* **Your goal**:
Show each line of the data below that contains the word "shirt", copying every such line unchanged.

Entries from a point annotation set:
***
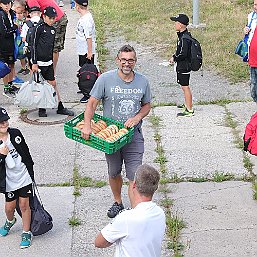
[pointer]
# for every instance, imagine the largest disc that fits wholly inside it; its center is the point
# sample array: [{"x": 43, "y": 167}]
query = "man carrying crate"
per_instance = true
[{"x": 126, "y": 98}]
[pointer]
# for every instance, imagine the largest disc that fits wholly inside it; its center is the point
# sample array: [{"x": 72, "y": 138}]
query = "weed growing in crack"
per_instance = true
[{"x": 74, "y": 221}]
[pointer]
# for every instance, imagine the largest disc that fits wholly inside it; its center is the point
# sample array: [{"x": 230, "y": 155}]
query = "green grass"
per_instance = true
[
  {"x": 147, "y": 22},
  {"x": 220, "y": 177},
  {"x": 74, "y": 221}
]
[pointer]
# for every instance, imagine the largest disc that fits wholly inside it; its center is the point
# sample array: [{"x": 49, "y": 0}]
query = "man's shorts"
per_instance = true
[
  {"x": 47, "y": 72},
  {"x": 60, "y": 27},
  {"x": 21, "y": 192},
  {"x": 183, "y": 79},
  {"x": 7, "y": 58},
  {"x": 83, "y": 59},
  {"x": 131, "y": 154}
]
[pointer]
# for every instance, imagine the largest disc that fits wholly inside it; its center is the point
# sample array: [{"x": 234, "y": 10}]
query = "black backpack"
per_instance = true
[
  {"x": 32, "y": 27},
  {"x": 196, "y": 58},
  {"x": 87, "y": 76}
]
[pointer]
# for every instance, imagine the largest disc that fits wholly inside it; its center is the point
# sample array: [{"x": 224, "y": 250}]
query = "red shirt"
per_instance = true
[
  {"x": 253, "y": 51},
  {"x": 42, "y": 4}
]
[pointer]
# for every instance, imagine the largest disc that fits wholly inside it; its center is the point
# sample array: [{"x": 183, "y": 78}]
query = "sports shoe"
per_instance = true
[
  {"x": 181, "y": 106},
  {"x": 84, "y": 99},
  {"x": 61, "y": 4},
  {"x": 186, "y": 113},
  {"x": 15, "y": 88},
  {"x": 42, "y": 112},
  {"x": 115, "y": 209},
  {"x": 65, "y": 111},
  {"x": 4, "y": 230},
  {"x": 26, "y": 238},
  {"x": 9, "y": 92},
  {"x": 17, "y": 80}
]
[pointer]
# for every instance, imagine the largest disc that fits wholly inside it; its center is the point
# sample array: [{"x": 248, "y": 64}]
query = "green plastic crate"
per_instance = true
[{"x": 94, "y": 141}]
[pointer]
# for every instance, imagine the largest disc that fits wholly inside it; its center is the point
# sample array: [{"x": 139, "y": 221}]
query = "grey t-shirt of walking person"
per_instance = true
[{"x": 121, "y": 100}]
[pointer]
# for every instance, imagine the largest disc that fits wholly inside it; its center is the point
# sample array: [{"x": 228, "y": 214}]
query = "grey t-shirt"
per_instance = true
[{"x": 121, "y": 100}]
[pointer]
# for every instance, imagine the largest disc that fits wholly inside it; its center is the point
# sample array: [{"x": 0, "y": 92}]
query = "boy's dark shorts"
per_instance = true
[
  {"x": 21, "y": 192},
  {"x": 60, "y": 27},
  {"x": 7, "y": 58},
  {"x": 131, "y": 154},
  {"x": 83, "y": 59},
  {"x": 47, "y": 72},
  {"x": 183, "y": 79}
]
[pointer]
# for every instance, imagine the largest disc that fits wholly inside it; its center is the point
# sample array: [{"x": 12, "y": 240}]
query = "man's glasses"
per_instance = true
[{"x": 123, "y": 61}]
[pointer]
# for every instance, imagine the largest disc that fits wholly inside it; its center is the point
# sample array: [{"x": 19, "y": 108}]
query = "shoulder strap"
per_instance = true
[
  {"x": 187, "y": 37},
  {"x": 29, "y": 23},
  {"x": 250, "y": 23}
]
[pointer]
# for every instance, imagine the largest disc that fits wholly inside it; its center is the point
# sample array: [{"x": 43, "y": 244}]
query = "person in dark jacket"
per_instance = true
[
  {"x": 16, "y": 177},
  {"x": 181, "y": 58},
  {"x": 7, "y": 31},
  {"x": 42, "y": 55}
]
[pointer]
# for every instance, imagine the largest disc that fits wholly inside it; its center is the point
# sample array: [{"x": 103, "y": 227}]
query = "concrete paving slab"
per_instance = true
[
  {"x": 201, "y": 145},
  {"x": 58, "y": 201},
  {"x": 220, "y": 218}
]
***
* **Result**:
query = "red shirt"
query = "grey t-shirt of walking person"
query = "grey t-shirt"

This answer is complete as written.